■ **WHAT YOU ARE ASKED TO DO**:
Copy out each line exactly as it appears.
%%
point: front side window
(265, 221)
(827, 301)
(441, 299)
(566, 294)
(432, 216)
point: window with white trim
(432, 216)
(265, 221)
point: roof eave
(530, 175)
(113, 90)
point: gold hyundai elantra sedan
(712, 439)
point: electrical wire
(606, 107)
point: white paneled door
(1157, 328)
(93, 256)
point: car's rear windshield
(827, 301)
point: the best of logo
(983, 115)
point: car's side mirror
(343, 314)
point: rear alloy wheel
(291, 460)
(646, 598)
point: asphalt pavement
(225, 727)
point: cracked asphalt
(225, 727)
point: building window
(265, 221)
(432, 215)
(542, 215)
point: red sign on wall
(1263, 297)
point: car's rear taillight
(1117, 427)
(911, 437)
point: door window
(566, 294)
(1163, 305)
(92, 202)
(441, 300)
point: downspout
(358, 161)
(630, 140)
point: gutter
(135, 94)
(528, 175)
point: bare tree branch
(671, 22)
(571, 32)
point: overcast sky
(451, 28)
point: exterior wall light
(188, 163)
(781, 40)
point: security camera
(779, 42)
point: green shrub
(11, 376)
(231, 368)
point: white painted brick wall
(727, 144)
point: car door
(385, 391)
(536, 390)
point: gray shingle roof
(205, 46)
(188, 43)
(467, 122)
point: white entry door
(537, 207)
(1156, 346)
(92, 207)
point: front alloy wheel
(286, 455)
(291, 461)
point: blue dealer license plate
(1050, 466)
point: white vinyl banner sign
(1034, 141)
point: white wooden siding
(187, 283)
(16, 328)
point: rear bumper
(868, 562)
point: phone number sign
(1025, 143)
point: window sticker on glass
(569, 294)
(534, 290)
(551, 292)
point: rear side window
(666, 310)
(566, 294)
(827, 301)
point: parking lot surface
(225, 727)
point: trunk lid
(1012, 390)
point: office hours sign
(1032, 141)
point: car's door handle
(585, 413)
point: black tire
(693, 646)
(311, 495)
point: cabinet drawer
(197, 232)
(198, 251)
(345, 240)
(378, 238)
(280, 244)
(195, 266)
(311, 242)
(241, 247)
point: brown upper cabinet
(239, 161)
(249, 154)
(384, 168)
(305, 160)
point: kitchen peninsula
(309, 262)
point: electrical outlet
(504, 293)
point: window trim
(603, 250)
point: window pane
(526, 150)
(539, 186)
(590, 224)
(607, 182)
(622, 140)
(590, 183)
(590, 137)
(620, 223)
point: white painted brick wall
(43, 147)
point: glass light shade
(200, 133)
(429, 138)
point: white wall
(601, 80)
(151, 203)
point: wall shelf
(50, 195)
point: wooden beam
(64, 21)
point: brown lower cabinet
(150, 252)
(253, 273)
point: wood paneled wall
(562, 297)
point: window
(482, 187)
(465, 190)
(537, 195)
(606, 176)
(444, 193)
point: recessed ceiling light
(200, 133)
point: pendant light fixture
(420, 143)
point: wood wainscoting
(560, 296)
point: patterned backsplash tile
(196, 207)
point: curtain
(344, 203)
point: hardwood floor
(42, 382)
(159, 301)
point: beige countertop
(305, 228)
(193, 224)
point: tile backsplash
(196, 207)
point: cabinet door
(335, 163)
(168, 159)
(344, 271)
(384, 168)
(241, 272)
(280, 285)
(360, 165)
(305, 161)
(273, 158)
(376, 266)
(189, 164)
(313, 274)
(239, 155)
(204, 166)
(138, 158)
%%
■ **TASK RESULT**:
point: front side window
(265, 221)
(827, 301)
(441, 299)
(566, 294)
(432, 216)
point: window with white trim
(432, 216)
(265, 221)
point: roof eave
(530, 175)
(113, 90)
point: gold hyundai elantra sedan
(712, 439)
point: electrical wire
(606, 107)
point: white paneled door
(1157, 328)
(93, 256)
point: car's rear windshield
(827, 301)
point: the best of logo
(983, 115)
point: car's side mirror
(343, 314)
point: rear alloy wheel
(291, 460)
(646, 598)
point: asphalt pavement
(225, 727)
point: cracked asphalt
(225, 727)
point: building window
(265, 221)
(432, 215)
(542, 215)
point: red sign on wall
(1263, 297)
point: car's rear taillight
(1117, 427)
(911, 437)
point: door window
(566, 294)
(1163, 305)
(92, 202)
(441, 300)
point: downspout
(358, 161)
(630, 140)
point: gutter
(135, 94)
(528, 175)
point: bare tree branch
(671, 22)
(571, 32)
point: overcast sky
(451, 28)
point: exterior wall light
(188, 163)
(781, 40)
point: security camera
(779, 42)
point: green shrub
(11, 376)
(231, 368)
point: white painted brick wall
(727, 144)
point: car door
(385, 391)
(536, 390)
point: gray shingle roof
(205, 46)
(188, 43)
(467, 122)
point: white entry door
(537, 207)
(1156, 346)
(92, 207)
point: front alloy wheel
(286, 455)
(291, 461)
point: blue dealer license plate
(1050, 466)
point: white vinyl banner sign
(1034, 141)
point: white wooden siding
(187, 283)
(16, 328)
point: rear bumper
(868, 562)
point: phone number sign
(1025, 143)
point: window sticker on glass
(569, 294)
(534, 290)
(551, 292)
point: rear side window
(666, 310)
(566, 294)
(827, 301)
point: parking lot surface
(225, 727)
point: trunk lid
(1012, 390)
point: office hours sign
(1032, 141)
point: car's door handle
(585, 413)
point: black tire
(693, 646)
(311, 495)
point: cabinet drawer
(197, 232)
(198, 251)
(345, 240)
(378, 238)
(280, 244)
(195, 266)
(311, 242)
(241, 247)
point: brown upper cabinet
(239, 161)
(249, 154)
(384, 168)
(305, 160)
point: kitchen peninsula
(309, 262)
point: electrical outlet
(504, 293)
point: window trim
(603, 250)
point: window pane
(526, 150)
(539, 186)
(590, 224)
(607, 182)
(622, 140)
(590, 183)
(590, 137)
(620, 223)
point: white painted brick wall
(43, 147)
point: glass light shade
(200, 133)
(429, 138)
point: white wall
(601, 80)
(151, 203)
point: wall shelf
(50, 195)
point: wooden beam
(64, 21)
point: brown lower cabinet
(150, 252)
(253, 273)
point: wood paneled wall
(562, 297)
point: window
(482, 187)
(465, 190)
(537, 195)
(606, 176)
(444, 193)
point: recessed ceiling light
(200, 133)
point: pendant light fixture
(420, 143)
point: wood wainscoting
(560, 296)
point: patterned backsplash tile
(196, 207)
point: curtain
(344, 203)
point: hardwood floor
(42, 382)
(159, 301)
point: beige countertop
(305, 228)
(193, 224)
point: tile backsplash
(196, 207)
point: cabinet door
(335, 163)
(168, 159)
(344, 271)
(384, 168)
(241, 272)
(280, 285)
(360, 165)
(305, 161)
(273, 158)
(376, 266)
(189, 164)
(313, 274)
(239, 155)
(204, 166)
(138, 158)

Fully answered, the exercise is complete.